**DO THIS**
Leave out every picture, then transcribe the rest of the listing exactly.

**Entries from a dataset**
::::

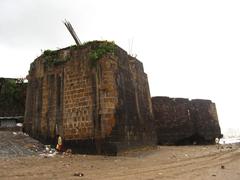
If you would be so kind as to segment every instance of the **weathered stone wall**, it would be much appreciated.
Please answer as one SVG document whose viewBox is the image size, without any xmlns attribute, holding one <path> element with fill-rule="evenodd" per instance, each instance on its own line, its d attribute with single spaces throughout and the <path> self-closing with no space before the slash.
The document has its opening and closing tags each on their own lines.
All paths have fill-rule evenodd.
<svg viewBox="0 0 240 180">
<path fill-rule="evenodd" d="M 210 100 L 153 97 L 159 144 L 212 143 L 221 135 Z"/>
<path fill-rule="evenodd" d="M 34 137 L 91 140 L 116 151 L 153 144 L 153 114 L 142 63 L 114 45 L 95 64 L 92 42 L 44 53 L 29 71 L 25 129 Z"/>
<path fill-rule="evenodd" d="M 23 80 L 0 78 L 0 117 L 24 116 L 26 88 Z"/>
</svg>

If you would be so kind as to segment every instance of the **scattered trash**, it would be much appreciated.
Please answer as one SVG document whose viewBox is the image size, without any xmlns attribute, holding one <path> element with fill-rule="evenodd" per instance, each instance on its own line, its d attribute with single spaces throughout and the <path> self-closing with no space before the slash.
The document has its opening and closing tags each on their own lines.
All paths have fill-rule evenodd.
<svg viewBox="0 0 240 180">
<path fill-rule="evenodd" d="M 80 177 L 84 176 L 84 174 L 83 174 L 83 173 L 80 173 L 80 172 L 75 172 L 73 175 L 74 175 L 74 176 L 80 176 Z"/>
</svg>

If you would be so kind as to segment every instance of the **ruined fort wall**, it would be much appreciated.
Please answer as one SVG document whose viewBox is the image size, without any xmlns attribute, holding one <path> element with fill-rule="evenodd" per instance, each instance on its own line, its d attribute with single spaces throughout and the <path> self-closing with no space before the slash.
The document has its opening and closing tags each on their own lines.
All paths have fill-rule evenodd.
<svg viewBox="0 0 240 180">
<path fill-rule="evenodd" d="M 211 143 L 221 135 L 210 100 L 153 97 L 159 144 Z"/>
<path fill-rule="evenodd" d="M 46 55 L 32 63 L 26 131 L 45 139 L 56 134 L 64 140 L 99 139 L 116 149 L 155 142 L 142 63 L 115 46 L 114 54 L 93 65 L 89 53 L 96 45 L 54 52 L 57 65 Z"/>
<path fill-rule="evenodd" d="M 0 78 L 0 117 L 24 116 L 26 89 L 23 79 Z"/>
</svg>

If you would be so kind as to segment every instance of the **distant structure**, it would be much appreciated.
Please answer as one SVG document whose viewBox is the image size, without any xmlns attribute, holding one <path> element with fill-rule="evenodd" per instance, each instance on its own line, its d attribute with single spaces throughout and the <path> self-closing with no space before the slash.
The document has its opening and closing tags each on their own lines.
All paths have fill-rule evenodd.
<svg viewBox="0 0 240 180">
<path fill-rule="evenodd" d="M 31 136 L 53 140 L 59 134 L 65 144 L 92 144 L 112 154 L 156 144 L 143 65 L 114 43 L 45 51 L 27 79 L 24 128 Z"/>
<path fill-rule="evenodd" d="M 23 122 L 26 89 L 22 79 L 0 78 L 0 129 Z"/>
<path fill-rule="evenodd" d="M 159 144 L 212 144 L 221 137 L 210 100 L 153 97 L 152 105 Z"/>
</svg>

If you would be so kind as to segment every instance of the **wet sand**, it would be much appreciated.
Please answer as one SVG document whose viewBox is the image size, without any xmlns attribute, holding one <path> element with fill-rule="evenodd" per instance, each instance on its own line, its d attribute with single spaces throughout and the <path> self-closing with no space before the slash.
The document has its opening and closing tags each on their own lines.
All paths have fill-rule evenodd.
<svg viewBox="0 0 240 180">
<path fill-rule="evenodd" d="M 0 179 L 240 179 L 240 148 L 158 146 L 117 157 L 39 155 L 0 158 Z"/>
</svg>

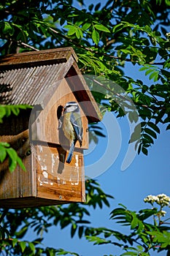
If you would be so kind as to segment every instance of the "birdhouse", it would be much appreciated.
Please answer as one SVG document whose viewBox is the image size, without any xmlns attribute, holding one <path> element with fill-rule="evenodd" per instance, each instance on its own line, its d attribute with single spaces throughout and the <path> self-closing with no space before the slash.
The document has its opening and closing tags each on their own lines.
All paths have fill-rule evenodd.
<svg viewBox="0 0 170 256">
<path fill-rule="evenodd" d="M 77 64 L 72 48 L 9 55 L 0 63 L 0 104 L 28 105 L 0 124 L 0 140 L 9 143 L 25 165 L 10 173 L 0 164 L 0 207 L 23 208 L 85 202 L 83 151 L 88 122 L 101 113 Z M 77 102 L 82 143 L 71 146 L 63 129 L 63 108 Z"/>
</svg>

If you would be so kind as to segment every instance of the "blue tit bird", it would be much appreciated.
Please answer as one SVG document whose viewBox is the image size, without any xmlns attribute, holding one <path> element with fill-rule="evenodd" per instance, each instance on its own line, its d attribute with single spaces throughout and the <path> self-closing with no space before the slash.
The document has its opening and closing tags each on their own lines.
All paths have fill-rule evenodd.
<svg viewBox="0 0 170 256">
<path fill-rule="evenodd" d="M 70 149 L 66 162 L 70 163 L 72 159 L 75 144 L 78 140 L 82 146 L 82 127 L 80 108 L 76 102 L 69 102 L 63 107 L 63 131 L 65 137 L 70 142 Z"/>
</svg>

::::

**THE REPLY**
If you would be so kind as to segment every instance of the **weathered stone wall**, it would be much appreciated.
Please answer as one SVG document whose viewBox is the image size, without any xmlns attribute, holding one <path> element with fill-rule="evenodd" per instance, each instance on its own line, its d attribute with single spaces throughout and the <path> self-closing with no space before the slash.
The document has its opening and closing tags each on their own lines.
All paths have fill-rule evenodd.
<svg viewBox="0 0 240 180">
<path fill-rule="evenodd" d="M 210 100 L 153 97 L 159 144 L 212 143 L 221 135 Z"/>
<path fill-rule="evenodd" d="M 34 137 L 91 140 L 116 151 L 153 144 L 153 114 L 142 63 L 114 45 L 95 64 L 92 42 L 44 53 L 29 71 L 25 129 Z"/>
<path fill-rule="evenodd" d="M 23 80 L 0 78 L 0 117 L 24 116 L 26 88 Z"/>
</svg>

If you would be so kind as to segment every instance of the **scattered trash**, it would be much appreciated.
Please answer as one SVG document whose viewBox is the image size, without any xmlns attribute, holding one <path> element with fill-rule="evenodd" per instance, each instance on its own line, its d attribute with single spaces throughout and the <path> self-closing with no space before the slash.
The document has its opening and closing tags each on their own lines.
All paths have fill-rule evenodd.
<svg viewBox="0 0 240 180">
<path fill-rule="evenodd" d="M 80 177 L 84 176 L 84 174 L 83 174 L 83 173 L 80 173 L 80 172 L 75 172 L 73 175 L 74 175 L 74 176 L 80 176 Z"/>
</svg>

If you would be so kind as to segment every instance of the **ruined fort wall**, it would be much appreciated.
Please answer as one SVG document whose viewBox is the image size, without any xmlns attribute, holding one <path> element with fill-rule="evenodd" per instance, each instance on its own line, its d attribute with single spaces throughout and the <path> self-closing with no space before the slash.
The document has its opening and closing tags each on their own lines.
All paths have fill-rule evenodd.
<svg viewBox="0 0 240 180">
<path fill-rule="evenodd" d="M 211 143 L 221 135 L 210 100 L 153 97 L 159 144 Z"/>
<path fill-rule="evenodd" d="M 46 55 L 32 63 L 26 131 L 45 139 L 56 134 L 64 140 L 99 139 L 116 149 L 155 142 L 142 63 L 115 46 L 114 54 L 93 65 L 89 53 L 96 45 L 54 52 L 57 65 Z"/>
<path fill-rule="evenodd" d="M 0 78 L 0 117 L 24 116 L 26 89 L 23 79 Z"/>
</svg>

If you would be so kind as to segment every instance of the **distant structure**, it would be much appreciated.
Please answer as one SVG document whose viewBox is the image size, without any xmlns attribute, holding one <path> element with fill-rule="evenodd" per instance, each instance on its own line, its d attribute with single spaces throughout and the <path> self-closing with no space before the slash.
The document has its opening and closing tags each on their own lines.
All paths have fill-rule evenodd.
<svg viewBox="0 0 240 180">
<path fill-rule="evenodd" d="M 31 136 L 53 140 L 59 134 L 65 144 L 92 144 L 112 154 L 156 144 L 143 65 L 114 43 L 45 51 L 27 79 L 24 128 Z"/>
<path fill-rule="evenodd" d="M 23 122 L 26 89 L 22 79 L 0 78 L 0 129 Z"/>
<path fill-rule="evenodd" d="M 159 144 L 212 144 L 221 137 L 210 100 L 153 97 L 152 105 Z"/>
</svg>

If you would be so kind as to segment every instance of the **wet sand**, it would be much appreciated.
Please answer as one SVG document whose viewBox is the image size, without any xmlns attribute, holding one <path> element with fill-rule="evenodd" per instance, each instance on its own line, its d attribute with single spaces throughout and the <path> self-closing with no space before the slash.
The document has its opening and closing tags each on their own lines.
All paths have fill-rule evenodd.
<svg viewBox="0 0 240 180">
<path fill-rule="evenodd" d="M 0 179 L 240 179 L 240 148 L 158 146 L 117 157 L 39 155 L 0 158 Z"/>
</svg>

If you would be so kind as to segment every instance of the "birdhouse", it would be much appreciated.
Please answer as one SVG document whose viewBox is the image size, without any xmlns attribute, holding one <path> element with fill-rule="evenodd" per instance, each instance on its own line, its d attribute with single spaces throughout and the <path> self-closing with no space before the slash.
The document has its opening and closing tags each on their own lines.
All paths have fill-rule evenodd.
<svg viewBox="0 0 170 256">
<path fill-rule="evenodd" d="M 77 64 L 72 48 L 9 55 L 0 63 L 0 104 L 28 105 L 0 124 L 0 140 L 9 143 L 25 165 L 10 173 L 0 164 L 0 207 L 23 208 L 85 202 L 83 151 L 88 122 L 101 113 Z M 77 102 L 82 143 L 71 146 L 63 129 L 63 108 Z"/>
</svg>

If you would be so kind as to segment every instance of the "blue tit bird", it would be much appreciated.
Please answer as one SVG document whose viewBox is the image size, without any xmlns attribute, holding one <path> element with fill-rule="evenodd" per instance, each instance on its own line, its d attribute with single spaces throughout and the <path> self-closing with no space before the slash.
The document has its opening and closing tags each on their own lines.
All paths have fill-rule evenodd.
<svg viewBox="0 0 170 256">
<path fill-rule="evenodd" d="M 70 149 L 66 162 L 70 163 L 72 159 L 75 144 L 78 140 L 82 146 L 82 127 L 80 108 L 76 102 L 69 102 L 63 107 L 63 131 L 65 137 L 70 142 Z"/>
</svg>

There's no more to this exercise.